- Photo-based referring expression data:

◆ ◆ ◆ ◆ ◆

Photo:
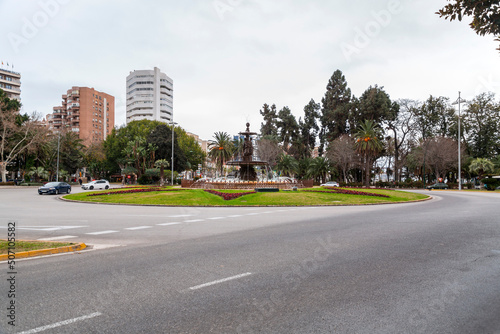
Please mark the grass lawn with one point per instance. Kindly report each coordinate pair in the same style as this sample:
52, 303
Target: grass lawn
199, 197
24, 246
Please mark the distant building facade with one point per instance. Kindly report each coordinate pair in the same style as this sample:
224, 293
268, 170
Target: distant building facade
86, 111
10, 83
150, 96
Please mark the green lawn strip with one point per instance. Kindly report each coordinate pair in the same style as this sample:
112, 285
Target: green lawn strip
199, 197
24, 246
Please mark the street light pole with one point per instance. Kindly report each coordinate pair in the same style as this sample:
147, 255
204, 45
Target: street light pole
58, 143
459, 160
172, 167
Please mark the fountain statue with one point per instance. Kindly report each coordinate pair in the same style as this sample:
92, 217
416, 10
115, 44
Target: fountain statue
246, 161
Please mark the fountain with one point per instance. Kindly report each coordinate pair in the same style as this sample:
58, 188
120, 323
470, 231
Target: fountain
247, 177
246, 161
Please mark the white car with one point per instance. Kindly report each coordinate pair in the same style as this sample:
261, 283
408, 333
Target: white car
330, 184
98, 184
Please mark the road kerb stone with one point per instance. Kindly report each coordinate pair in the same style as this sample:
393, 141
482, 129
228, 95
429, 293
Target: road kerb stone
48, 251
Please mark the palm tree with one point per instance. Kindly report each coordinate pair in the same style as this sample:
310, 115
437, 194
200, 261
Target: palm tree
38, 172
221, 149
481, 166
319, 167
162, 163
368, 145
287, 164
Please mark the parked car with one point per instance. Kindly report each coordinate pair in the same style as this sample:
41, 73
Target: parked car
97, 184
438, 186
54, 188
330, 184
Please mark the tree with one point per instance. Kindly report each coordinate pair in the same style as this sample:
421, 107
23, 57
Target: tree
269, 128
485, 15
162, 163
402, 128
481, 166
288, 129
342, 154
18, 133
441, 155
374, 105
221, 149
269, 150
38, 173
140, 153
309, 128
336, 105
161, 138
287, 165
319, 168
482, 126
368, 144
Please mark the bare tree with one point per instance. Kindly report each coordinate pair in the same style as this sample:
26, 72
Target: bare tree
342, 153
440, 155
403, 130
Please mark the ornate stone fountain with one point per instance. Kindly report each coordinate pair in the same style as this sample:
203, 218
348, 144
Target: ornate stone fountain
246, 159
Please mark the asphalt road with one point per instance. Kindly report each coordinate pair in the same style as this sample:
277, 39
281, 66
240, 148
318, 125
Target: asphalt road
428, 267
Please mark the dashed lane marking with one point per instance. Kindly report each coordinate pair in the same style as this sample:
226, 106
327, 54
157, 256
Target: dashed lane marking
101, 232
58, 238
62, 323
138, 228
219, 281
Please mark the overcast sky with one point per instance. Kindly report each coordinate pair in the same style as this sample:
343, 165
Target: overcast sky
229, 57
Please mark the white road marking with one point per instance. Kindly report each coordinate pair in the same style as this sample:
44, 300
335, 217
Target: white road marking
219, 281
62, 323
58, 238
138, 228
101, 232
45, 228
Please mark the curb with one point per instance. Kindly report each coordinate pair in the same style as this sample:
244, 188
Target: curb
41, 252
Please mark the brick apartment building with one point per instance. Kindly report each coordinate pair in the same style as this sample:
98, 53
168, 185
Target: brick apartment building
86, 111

◆ ◆ ◆ ◆ ◆

Each entry above has to be set down again verbatim, except for its pictures.

- WRITTEN SOLUTION:
Photo:
Please mark the grass lawn with one point per instance. Kindly report each coordinate pair in the same style as this sample:
52, 303
Target: grass lawn
199, 197
24, 246
Please mark the distant building facade with one point per instance. Kindly report each coordinate pair in the same style as this sample:
224, 293
268, 170
Target: distant building facade
86, 111
10, 83
150, 96
Please mark the green lawn strip with one point per instance. Kindly report each coordinate pair in the same style as this sample:
112, 285
Target: green lawn strip
199, 197
24, 246
Please mark the street light pole with one point per instance. Kindly report each coordinate pair in the same style as this sample:
147, 255
204, 45
Target: street light pole
58, 143
459, 160
172, 167
Please mark the fountain statue with one point per instance. Kindly report each coordinate pair in the same style as this sample:
92, 217
416, 10
115, 44
Target: fountain statue
246, 161
Please mark the fountain with one point per instance. Kindly report each coordinate pair in the same style as this sample:
58, 188
120, 323
470, 231
Target: fountain
247, 177
246, 161
Please mark the white car with one point per instance. Kindly report each coordinate pair in the same style as this sample:
261, 283
408, 333
Target: white car
330, 184
98, 184
Please mark the road kerb stone with one point per instance. Kindly report each coordinate pair in the same style as this sample:
393, 141
482, 129
228, 95
429, 293
Target: road kerb stone
48, 251
Please mark the palm tree with one point per instance. Kindly report each coordinate pair in the same style as this sample:
310, 115
437, 194
200, 261
Target: palm tree
38, 172
221, 149
481, 166
319, 167
162, 163
368, 145
287, 164
Please mark the parked car with one point per instance. Kindly report each coordinate pair in the same style as this sample:
41, 73
Target: parked car
97, 184
438, 186
54, 188
330, 184
Please mark the tree with one point per instance. Kindly report each coordinate pair in the same style as this sample:
421, 107
23, 57
Target: tree
269, 128
485, 15
162, 163
402, 128
481, 166
288, 129
342, 154
18, 133
441, 155
374, 105
221, 149
269, 150
38, 173
140, 153
309, 128
336, 105
161, 138
287, 165
319, 168
482, 126
368, 144
Please mark the bare tree with one point per instance. Kindly report each coordinate pair in the same style as this sample:
26, 72
Target: bare tree
342, 153
440, 155
403, 130
Please mark the ornate stone fountain with one point per instance. Kindly report each coordinate pair in the same style as this sample:
203, 218
348, 144
Target: ornate stone fountain
246, 159
Please mark the asphalt road with one point per instance. Kindly report each coordinate pair in the same style as this sample:
277, 39
281, 66
240, 148
318, 125
Target: asphalt road
428, 267
Please mark the dashed lane marking with one point per instance. Kindly report each coordinate pair in the same style as this sample:
226, 106
327, 54
157, 256
Target: dashed lane marking
101, 232
58, 238
62, 323
138, 228
219, 281
Please mark the overcast sky with one point per instance. Kindly report each coordinate pair in the same style as this sample:
343, 165
Target: overcast sky
229, 57
Please mark the white road marking with one point per instance. Kindly report each coordinate pair in the same style as this sample:
44, 300
335, 217
Target: white road marking
219, 281
62, 323
58, 238
138, 228
101, 232
45, 228
Please mark the curb with one point per instance. Kindly report each coordinate pair in the same style as this sample:
244, 188
Target: curb
41, 252
Please mark the brick apartment building with one point per instance. Kindly report each coordinate pair in the same style as this sample:
98, 53
168, 185
Target: brick apartment building
86, 111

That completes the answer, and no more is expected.